_Quoted text_:
— START —
Shane: Yeah. And that's kind of part of the frustration when I read an article like this is we're throwing blame [00:14:00] at an easy target, the insurance industry, while such a huge. 

Backbone to the economy and such a important element in the economy constantly gets tossed under the bus with the idea because it's mandated. I mean, you gotta have insurance if you're gonna get them part of the mortgage qualification. So it becomes a mandate. People get frustrated about having to pay a mandate and filling like they're being forced to do something. 

But that financial interest that has to be secured and protected is the only way you're gonna get qualified for the loan in the first place. That education isn't happening, which is full circle back to why the independent agency system is so vital. The advisor level of an insurance agent is so important. 

Being able to get in there and have that discussion, it's a slippery slope. The real estate agent referring new customers in the mortgage company, referring new customers. They don't want you to mess up their, their sell of their house or the mortgage that they're trying to book and sell and portfolio [00:15:00] eyes out to the buyer and the buyers of these security elements that these things get packaged into. 

I mean, there are movies from the 2008 mortgage backed securities and just what happened to that. Inside our economy, we continue as an industry to be thrown under the bus by our peers. We need to hold our ground, educate. Talk to consumers. We can't allow certain other industries to make us look like the bad guy.
— END —
_Tasks to carry out_:
[1] According to the passage on the insurance industry above, by whom does the industry continue to be thrown under the bus?
[2] Decide whether each statement agrees with the passage on the insurance industry, answering yes or no and quoting the words that settle it: (a) The insurance industry is described as an easy target for blame. (b) The advisor level of an insurance agent is called unimportant. (c) The industry is urged to stay quiet and keep away from consumers.
[3] Write the next part of the passage on the insurance industry, picking up after its final sentence.

_Records provided_:
— START —
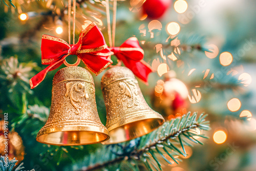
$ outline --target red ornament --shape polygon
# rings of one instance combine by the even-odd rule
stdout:
[[[152,96],[153,108],[166,120],[181,117],[187,113],[188,90],[176,78],[159,80]]]
[[[171,4],[172,0],[146,0],[142,5],[143,13],[149,18],[157,19],[163,15]]]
— END —
_Answers to the exercises_:
[1] By its peers.

[2]
(a) Yes: "at an easy target, the insurance industry"
(b) No: "The advisor level of an insurance agent is so important."
(c) No: "We need to hold our ground, educate. Talk to consumers."

[3]
The reality of it is that insurance is not the reason you can't afford your mortgage. It's the reason being blamed by the other individuals in the equation. But the reality is you shouldn't have been sold the home in the first place. You shouldn't have been approved for the loan in the first place. Now that we've done all that and people have gotten paid and people are getting paid, we are left holding the bag right? 

That's the reality. I mean, the mortgage [00:16:00] guy is gonna sell the loan, right? So they're gonna make all their money up front and they're gonna sell the loan. The real estate agent is getting their commission up front. You know, my question is, is that if others industries had similar compensation plans to what the in independent agency did, where it was more of a long tail compensation plan instead of an upfront front loaded compensation plan, would they see the world differently if you didn't get all your money upfront? 

They're like washing their hands and done, and then we are there for years and years and years. The mortgage company gets to say to the customer when the customer calls and says, why did my payment go up $400 a month? Well, your insurance went up so we had to increase your payment. Okay? We start that cycle.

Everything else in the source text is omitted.